Aim - Reproduce the interview from "I was living" to "a tremendous commitment.", substituting "boxer" for each "fighter".

Given passage -
## Start

I was living that life. Actors are always toggling between “truth” and “truthful.” Everybody wants truth in their lives, but sometimes we have to settle for truthful, as an actor. Certain roles afford you the ability to get closer to truth, but it’s an actor’s responsibility to be the voice for at least truthful, as the bare minimum. No one’s gonna buy you as a fighter, if you don’t look like a fighter.
That must’ve been a tremendous commitment.
I like tremendous commitments and setting goals and achieving them, and discipline. I think my wife had a significantly more challenging time with what was required to keep and maintain Jake than I did; your mood is profoundly affected. When you hear about people who are imprisoned, they get out and the first thing they wanna do, they don’t care about revenge, they want to eat. That was very understandable for me at that point.
You’d been acting since you were so young, did you have a special bond with Nick Jonas when you were shooting Kingdom?
He’s a very important friend to me for a lot of reasons. I would say when you have been through the crucible of this profession and the craft, you then realize you’re always in it. It provides a great deal of wisdom that you can’t buy. People who have stood with you, people you thought would who don’t, people you didn’t think would support you when things were tough but who end up being the most supportive, making money, losing money, fame, no fame, successful movies, bomb TV shows — it’s a business that provides these artificial highs and lows until after a certain point in time, you start to realize what’s really important. Those people who have that understanding can spot each other from across a crowded room. I feel that way about Nick, and he’s had even more complicated experiences than I have. Growing up in the business and getting to see it for as many years as we both have is certainly a connection that we both share — and we value.
Were there any older actors you’ve worked with who served as role models?
You learn early on there are many classrooms providing an education, not all of them academic, and the teachers are not always society’s notable ones. It’s not just the famous people, it’s the dolly grip sharing how they made a lot of money when they were young, but now their back and knees are gone but they can’t do anything else because they didn’t take a larger perspective on their life.

## End

Information given -
## Start

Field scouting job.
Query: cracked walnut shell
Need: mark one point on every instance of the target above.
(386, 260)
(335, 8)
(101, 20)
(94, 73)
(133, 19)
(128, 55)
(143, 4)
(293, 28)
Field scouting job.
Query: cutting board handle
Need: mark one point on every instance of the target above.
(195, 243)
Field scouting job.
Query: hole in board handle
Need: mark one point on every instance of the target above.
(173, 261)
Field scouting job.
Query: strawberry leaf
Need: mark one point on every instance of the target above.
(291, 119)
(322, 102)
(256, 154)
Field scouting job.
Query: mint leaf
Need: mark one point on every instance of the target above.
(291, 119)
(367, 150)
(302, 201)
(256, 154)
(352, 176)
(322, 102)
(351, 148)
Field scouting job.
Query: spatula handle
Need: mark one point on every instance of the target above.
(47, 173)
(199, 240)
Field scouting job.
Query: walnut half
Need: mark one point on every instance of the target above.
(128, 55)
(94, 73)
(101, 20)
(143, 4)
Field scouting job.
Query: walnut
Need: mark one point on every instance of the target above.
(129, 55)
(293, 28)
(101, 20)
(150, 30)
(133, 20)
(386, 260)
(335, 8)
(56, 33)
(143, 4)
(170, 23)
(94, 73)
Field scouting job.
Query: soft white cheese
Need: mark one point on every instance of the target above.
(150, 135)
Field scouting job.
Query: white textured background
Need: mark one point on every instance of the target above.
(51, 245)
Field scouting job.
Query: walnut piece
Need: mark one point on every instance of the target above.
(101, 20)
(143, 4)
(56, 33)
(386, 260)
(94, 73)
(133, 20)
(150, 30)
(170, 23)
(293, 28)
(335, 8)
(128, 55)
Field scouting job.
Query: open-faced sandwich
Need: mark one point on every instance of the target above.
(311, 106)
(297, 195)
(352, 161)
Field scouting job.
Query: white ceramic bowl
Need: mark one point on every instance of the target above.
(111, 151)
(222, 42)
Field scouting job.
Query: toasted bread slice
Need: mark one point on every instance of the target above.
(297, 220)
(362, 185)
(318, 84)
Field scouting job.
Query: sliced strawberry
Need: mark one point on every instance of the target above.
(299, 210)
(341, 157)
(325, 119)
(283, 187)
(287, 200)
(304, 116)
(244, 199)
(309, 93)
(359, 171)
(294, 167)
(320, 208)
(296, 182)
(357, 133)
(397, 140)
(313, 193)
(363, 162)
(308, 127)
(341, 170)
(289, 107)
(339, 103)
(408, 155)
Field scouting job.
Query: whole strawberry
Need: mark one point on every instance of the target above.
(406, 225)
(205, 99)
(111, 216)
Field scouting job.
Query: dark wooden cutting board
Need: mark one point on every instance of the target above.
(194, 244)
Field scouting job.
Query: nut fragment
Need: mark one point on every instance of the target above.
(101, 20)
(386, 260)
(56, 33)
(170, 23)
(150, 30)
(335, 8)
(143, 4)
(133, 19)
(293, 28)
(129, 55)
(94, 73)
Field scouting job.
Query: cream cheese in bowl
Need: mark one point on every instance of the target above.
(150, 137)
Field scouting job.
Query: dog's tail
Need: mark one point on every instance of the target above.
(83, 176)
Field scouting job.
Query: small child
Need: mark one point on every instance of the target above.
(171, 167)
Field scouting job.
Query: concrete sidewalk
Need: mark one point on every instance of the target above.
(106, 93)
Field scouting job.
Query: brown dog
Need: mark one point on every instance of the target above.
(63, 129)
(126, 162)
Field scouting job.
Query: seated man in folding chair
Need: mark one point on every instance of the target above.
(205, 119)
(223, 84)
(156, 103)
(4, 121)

## End

In response -
I was living that life. Actors are always toggling between “truth” and “truthful.” Everybody wants truth in their lives, but sometimes we have to settle for truthful, as an actor. Certain roles afford you the ability to get closer to truth, but it’s an actor’s responsibility to be the voice for at least truthful, as the bare minimum. No one’s gonna buy you as a boxer, if you don’t look like a boxer.
That must’ve been a tremendous commitment.